■ Given request ■
Repeat each of the entries below word for word, and leave the pictures out of your copy.

■ Information shown ■
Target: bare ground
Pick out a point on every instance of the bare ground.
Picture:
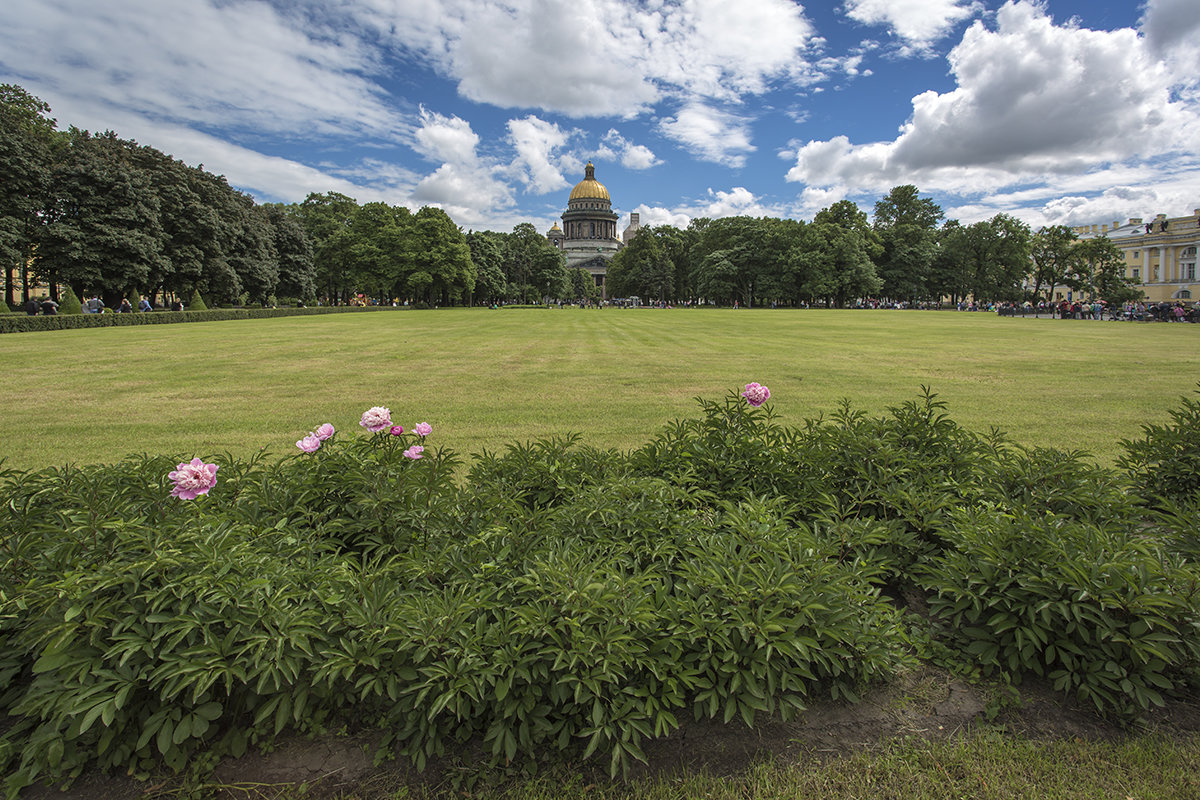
(925, 704)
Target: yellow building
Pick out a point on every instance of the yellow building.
(1161, 254)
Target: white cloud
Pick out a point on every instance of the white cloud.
(633, 156)
(262, 74)
(711, 134)
(1168, 23)
(917, 23)
(535, 142)
(737, 202)
(445, 138)
(599, 58)
(1171, 28)
(1035, 102)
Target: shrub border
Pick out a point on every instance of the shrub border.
(23, 324)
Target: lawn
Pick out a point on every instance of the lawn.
(486, 378)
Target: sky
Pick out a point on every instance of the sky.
(1072, 112)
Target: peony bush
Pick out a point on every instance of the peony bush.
(561, 599)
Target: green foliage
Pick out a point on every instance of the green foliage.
(70, 304)
(17, 324)
(564, 597)
(1164, 463)
(1098, 609)
(196, 302)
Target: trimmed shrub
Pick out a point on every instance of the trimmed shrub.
(565, 597)
(22, 323)
(1164, 463)
(1099, 609)
(197, 302)
(70, 304)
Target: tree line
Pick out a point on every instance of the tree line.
(907, 253)
(111, 217)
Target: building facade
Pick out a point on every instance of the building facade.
(588, 235)
(1161, 254)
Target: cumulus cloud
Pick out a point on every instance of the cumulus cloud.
(917, 23)
(1168, 23)
(634, 156)
(262, 73)
(445, 138)
(535, 142)
(737, 202)
(711, 134)
(598, 58)
(1171, 28)
(463, 181)
(1032, 100)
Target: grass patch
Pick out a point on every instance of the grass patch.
(983, 765)
(485, 378)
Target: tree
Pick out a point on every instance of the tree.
(103, 230)
(951, 271)
(294, 253)
(487, 256)
(642, 269)
(442, 252)
(732, 257)
(27, 145)
(327, 220)
(995, 258)
(1055, 259)
(906, 224)
(834, 256)
(537, 268)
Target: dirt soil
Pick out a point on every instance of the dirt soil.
(928, 704)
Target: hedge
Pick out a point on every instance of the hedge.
(19, 324)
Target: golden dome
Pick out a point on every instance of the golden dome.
(589, 188)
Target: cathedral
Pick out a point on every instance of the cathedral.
(588, 235)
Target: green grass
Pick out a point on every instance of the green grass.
(487, 378)
(983, 765)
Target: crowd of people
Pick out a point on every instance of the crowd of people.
(94, 305)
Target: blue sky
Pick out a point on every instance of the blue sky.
(1056, 112)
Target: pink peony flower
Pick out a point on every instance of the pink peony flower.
(756, 395)
(193, 479)
(376, 419)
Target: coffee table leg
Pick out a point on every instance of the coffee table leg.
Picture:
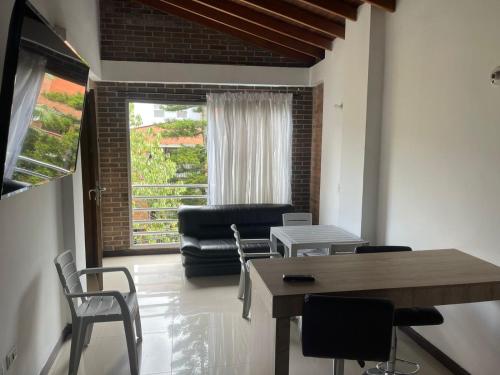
(338, 367)
(274, 243)
(270, 340)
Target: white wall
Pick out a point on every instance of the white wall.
(133, 71)
(440, 180)
(37, 225)
(80, 19)
(330, 72)
(352, 75)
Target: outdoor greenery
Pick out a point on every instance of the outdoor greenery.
(75, 101)
(152, 165)
(51, 138)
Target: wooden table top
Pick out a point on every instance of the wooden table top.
(416, 278)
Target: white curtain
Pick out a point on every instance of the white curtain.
(249, 145)
(29, 78)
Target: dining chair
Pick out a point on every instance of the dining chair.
(302, 218)
(339, 328)
(403, 317)
(97, 307)
(244, 290)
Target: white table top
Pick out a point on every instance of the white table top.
(314, 235)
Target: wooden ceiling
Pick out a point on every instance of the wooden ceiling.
(300, 29)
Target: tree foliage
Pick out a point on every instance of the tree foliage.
(75, 101)
(52, 138)
(151, 165)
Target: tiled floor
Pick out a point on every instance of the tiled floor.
(193, 326)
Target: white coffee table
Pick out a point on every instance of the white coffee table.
(299, 237)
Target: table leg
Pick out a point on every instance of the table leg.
(270, 340)
(338, 367)
(332, 250)
(274, 243)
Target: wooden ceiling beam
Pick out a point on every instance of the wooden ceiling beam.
(335, 7)
(272, 46)
(271, 23)
(202, 10)
(300, 16)
(389, 5)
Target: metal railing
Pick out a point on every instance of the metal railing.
(159, 225)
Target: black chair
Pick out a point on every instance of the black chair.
(403, 317)
(339, 328)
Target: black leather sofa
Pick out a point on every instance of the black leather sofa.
(207, 242)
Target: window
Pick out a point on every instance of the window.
(181, 114)
(158, 111)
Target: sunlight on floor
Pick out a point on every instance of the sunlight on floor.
(193, 326)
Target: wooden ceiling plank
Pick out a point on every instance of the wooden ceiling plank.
(202, 10)
(165, 7)
(270, 23)
(336, 7)
(388, 5)
(299, 15)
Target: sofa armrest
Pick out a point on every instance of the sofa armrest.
(188, 242)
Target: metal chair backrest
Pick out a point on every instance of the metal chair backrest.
(347, 328)
(237, 239)
(381, 249)
(297, 218)
(69, 276)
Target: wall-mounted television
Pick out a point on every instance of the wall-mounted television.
(41, 103)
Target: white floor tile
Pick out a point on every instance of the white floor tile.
(194, 326)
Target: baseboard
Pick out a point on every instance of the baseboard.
(434, 351)
(125, 253)
(65, 335)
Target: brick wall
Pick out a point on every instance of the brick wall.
(131, 31)
(112, 101)
(317, 128)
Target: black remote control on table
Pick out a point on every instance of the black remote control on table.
(295, 278)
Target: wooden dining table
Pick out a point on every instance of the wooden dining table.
(409, 279)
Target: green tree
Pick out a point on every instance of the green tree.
(181, 166)
(151, 166)
(75, 100)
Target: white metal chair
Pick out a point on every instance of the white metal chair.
(245, 291)
(302, 218)
(97, 307)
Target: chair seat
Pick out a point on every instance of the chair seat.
(417, 316)
(106, 308)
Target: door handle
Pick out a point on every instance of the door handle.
(97, 193)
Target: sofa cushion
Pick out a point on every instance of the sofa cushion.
(217, 248)
(213, 222)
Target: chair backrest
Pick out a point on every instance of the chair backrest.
(69, 276)
(297, 218)
(237, 239)
(347, 328)
(381, 249)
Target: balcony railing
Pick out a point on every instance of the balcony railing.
(154, 211)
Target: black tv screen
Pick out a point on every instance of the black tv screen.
(44, 96)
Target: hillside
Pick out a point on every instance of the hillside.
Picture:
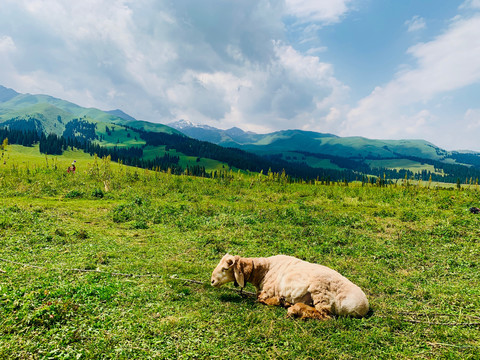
(115, 263)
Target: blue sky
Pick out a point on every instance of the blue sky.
(385, 69)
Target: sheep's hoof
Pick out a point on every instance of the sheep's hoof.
(303, 311)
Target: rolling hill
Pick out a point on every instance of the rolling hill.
(323, 150)
(302, 154)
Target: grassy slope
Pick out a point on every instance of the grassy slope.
(412, 250)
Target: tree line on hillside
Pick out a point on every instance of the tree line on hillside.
(52, 144)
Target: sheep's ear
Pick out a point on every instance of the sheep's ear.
(238, 272)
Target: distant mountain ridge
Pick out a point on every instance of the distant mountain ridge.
(312, 142)
(203, 148)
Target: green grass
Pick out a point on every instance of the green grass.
(413, 250)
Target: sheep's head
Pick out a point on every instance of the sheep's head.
(224, 273)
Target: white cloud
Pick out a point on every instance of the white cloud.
(220, 63)
(470, 4)
(447, 63)
(472, 118)
(415, 23)
(324, 11)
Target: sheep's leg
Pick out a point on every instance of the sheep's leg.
(272, 300)
(306, 312)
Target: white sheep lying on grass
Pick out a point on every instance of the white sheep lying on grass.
(307, 290)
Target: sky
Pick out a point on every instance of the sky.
(381, 69)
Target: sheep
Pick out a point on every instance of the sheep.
(307, 290)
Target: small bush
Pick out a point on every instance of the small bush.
(72, 194)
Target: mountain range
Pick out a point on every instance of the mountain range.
(300, 151)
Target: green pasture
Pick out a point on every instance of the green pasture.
(114, 263)
(400, 164)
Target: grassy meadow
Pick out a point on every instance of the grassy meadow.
(94, 265)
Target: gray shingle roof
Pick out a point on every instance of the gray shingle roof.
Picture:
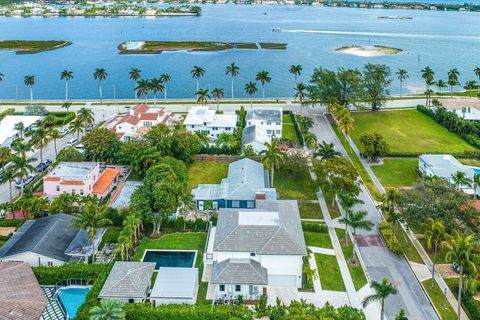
(128, 280)
(264, 233)
(239, 271)
(49, 236)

■ Solution for this problem ■
Target: bare ground
Pick out a point on every instance of the bare ground.
Picture:
(925, 704)
Target: yellow building
Pick out a point on every instance of the yellow building.
(1161, 254)
Target: white cloud
Pick out a point on every instance of the white cloud.
(633, 156)
(262, 74)
(711, 134)
(1168, 23)
(917, 23)
(535, 142)
(737, 202)
(445, 138)
(599, 58)
(1171, 28)
(1035, 102)
Target: shrub border
Pick out a point on every instance of the shrub border.
(23, 324)
Target: lawn
Pick out a point on every instance of the lawn.
(486, 378)
Target: sky
Pick out a point on every instance of the sky.
(1072, 112)
Target: peony bush
Pick out a point on every instance of the peony bush.
(561, 599)
Target: green foliage
Pick out a point on every instance of the green foliage.
(70, 304)
(17, 324)
(564, 597)
(1164, 463)
(1098, 609)
(196, 302)
Target: trimmed shrub
Pick out a point on every instance of the trimmed shrub.
(565, 597)
(22, 323)
(1164, 463)
(1099, 609)
(197, 302)
(70, 304)
Target: tree line
Pick out a point on every instance of the tree line.
(907, 253)
(111, 217)
Target: building facade
Pick out a point on every instance of the building facade.
(588, 235)
(1161, 254)
Target: cumulus cloud
Pick out a point on every instance of the cumulus cloud.
(917, 23)
(1168, 23)
(634, 156)
(262, 73)
(445, 138)
(535, 142)
(737, 202)
(711, 134)
(598, 58)
(1171, 28)
(463, 181)
(1032, 100)
Target: grass patch
Pick out a point on every instance of the grass patch.
(983, 765)
(485, 378)
Target: tree
Pick out a point on every instance of the tree.
(103, 230)
(951, 271)
(294, 253)
(487, 256)
(642, 269)
(442, 252)
(732, 257)
(27, 145)
(327, 220)
(995, 258)
(1055, 259)
(906, 224)
(834, 256)
(537, 268)
Target: dirt soil
Pick out a point on every instance of the dirt soil.
(928, 704)
Target: hedge
Pick out a point on every instance of the hedge.
(19, 324)
Target: golden dome
Pick out a point on every instance of the golden dome.
(589, 188)
Target: cathedral
Pick out a point on every instance of the cathedral.
(588, 235)
Target: green grass
Pick out a point on every instance of the green grass.
(487, 378)
(983, 765)
Target: crowd of people
Pick out a point on every instance of the crowd of people.
(94, 305)
Target: blue sky
Pick out a point on every instance of the blue sky.
(1056, 112)
Target: pink peony flower
Pick out a point on every instance of the pink peony flower.
(756, 395)
(193, 479)
(376, 419)
Target: coffee table leg
Pick out a point on every instance of the coffee table leg.
Picture:
(338, 367)
(274, 243)
(270, 340)
Target: white wall
Pick out a point on every instance of the white wall.
(133, 71)
(440, 180)
(37, 225)
(80, 19)
(330, 72)
(352, 75)
Target: outdoor greenery
Pick out a point on every instance of the outdoor greenery.
(75, 101)
(152, 165)
(51, 138)
Target: wooden table top
Pick out a point on every instance of the wooden table top.
(416, 278)
Target: white curtain
Pick out a point on every instance of the white curtain.
(249, 145)
(29, 78)
Target: dining chair
Pick out a point on every instance of the dining chair.
(302, 218)
(339, 328)
(403, 317)
(97, 307)
(244, 290)
Target: white table top
Pick out a point on every instance of the white table top.
(314, 235)
Target: wooden ceiling
Pick out a point on every instance of the wooden ceiling.
(300, 29)
Target: tree foliage
Pick out a point on every instance of the tree foliage.
(75, 101)
(52, 138)
(151, 165)
Target: tiled floor
Pick out a point on every instance of the tiled floor.
(193, 326)
Target: white coffee table
Pick out a point on every instance of the white coffee table.
(299, 237)
Target: table leg
Pick out a point on every instance of the table leg.
(270, 340)
(338, 367)
(332, 250)
(274, 243)
Target: wooden ceiling beam
Pick out a point on every instance of the wooden ceiling beam.
(335, 7)
(272, 46)
(271, 23)
(202, 10)
(300, 16)
(389, 5)
Target: metal railing
Pick out a point on every instance of the metal railing.
(159, 225)
Target: black chair
Pick out a point on every instance of the black chair.
(403, 317)
(339, 328)
Target: black leather sofa
Pick out a point on every instance of the black leather sofa.
(207, 242)
Target: window
Pick out a point on every instance of the window.
(181, 114)
(158, 111)
Target: sunlight on floor
Pick out a point on every instance of the sunlight on floor.
(193, 326)
Target: wooden ceiling plank
Pick out a point on every instance of the wooden ceiling plank.
(202, 10)
(165, 7)
(270, 23)
(336, 7)
(388, 5)
(299, 15)
Target: sofa armrest
Pick out a point on every instance of the sofa armrest.
(188, 242)
Target: metal chair backrest
Pick out a point on every instance of the metal chair backrest.
(347, 328)
(237, 239)
(381, 249)
(297, 218)
(69, 276)
Target: wall-mounted television
Pick out a point on every instance of the wall-mounted television.
(41, 103)
Target: white floor tile
Pick out a point on every instance of the white floor tile.
(194, 326)
Target: baseboard
Pick out a point on every instance of the baseboard.
(434, 351)
(125, 253)
(65, 335)
Target: brick wall
Pick out a point on every instance of the brick wall.
(131, 31)
(112, 101)
(317, 128)
Target: black remote control on table
Pick out a point on every instance of the black remote control on table.
(295, 278)
Target: wooden dining table
Pick out a point on every instance of the wooden dining table.
(409, 279)
Target: green tree
Pick out a point on every instance of the green tree.
(181, 166)
(151, 166)
(75, 100)
Target: white metal chair
Pick out a point on every instance of the white metal chair.
(245, 291)
(302, 218)
(97, 307)
Target: chair seat
Pick out a point on every instance of the chair seat.
(417, 316)
(106, 308)
Target: door handle
Pick out a point on every instance of the door handle.
(97, 193)
Target: sofa cushion
Pick out a point on every instance of the sofa cushion.
(217, 248)
(213, 222)
Target: chair backrest
Pick out a point on every instance of the chair backrest.
(69, 276)
(297, 218)
(237, 239)
(347, 328)
(381, 249)
Target: balcony railing
Pick out a point on every instance of the balcony railing.
(154, 211)
Target: black tv screen
Pick out a point on every instance of the black tv screen.
(44, 96)
Target: hillside
Pick out a point on every instance of the hillside.
Picture:
(115, 263)
Target: blue sky
Pick out a point on every instance of the blue sky.
(385, 69)
Target: sheep's hoof
Pick out a point on every instance of the sheep's hoof.
(303, 311)
Target: rolling hill
Pick out a point on every instance of the rolling hill.
(323, 150)
(302, 154)
Target: grassy slope
Pick out a point on every instance of the grassy slope.
(412, 250)
Target: tree line on hillside
Pick out a point on every instance of the tree line on hillside.
(52, 144)
Target: sheep's ear
Pick out a point on every instance of the sheep's ear.
(238, 272)
Target: distant mountain ridge
Pick out a point on every instance of the distant mountain ridge.
(312, 142)
(203, 148)
Target: green grass
Pick out a point on every instance of the green grass.
(413, 250)
Target: sheep's head
Pick out a point on every instance of the sheep's head.
(224, 273)
Target: white cloud
Pick out a point on every instance of the white cloud.
(220, 63)
(470, 4)
(447, 63)
(472, 118)
(415, 23)
(324, 11)
Target: sheep's leg
Pick out a point on every instance of the sheep's leg.
(272, 300)
(306, 312)
Target: white sheep lying on grass
Pick out a point on every instance of the white sheep lying on grass.
(307, 290)
Target: sky
Pick out a point on every instance of the sky.
(381, 69)
Target: sheep
Pick out a point on every instance of the sheep.
(307, 290)
Target: small bush
Pick out a point on every instance of the small bush.
(72, 194)
Target: mountain range
Pick out a point on every instance of the mountain range.
(300, 151)
Target: green pasture
Pick out a point on every instance of the green pasture.
(114, 263)
(400, 164)
Target: grassy meadow
Pick out a point on every instance of the grassy meadow.
(94, 265)
Target: gray shingle roof
Pick out a point on every instance of the gray shingle roof.
Picture:
(128, 280)
(264, 233)
(239, 271)
(49, 236)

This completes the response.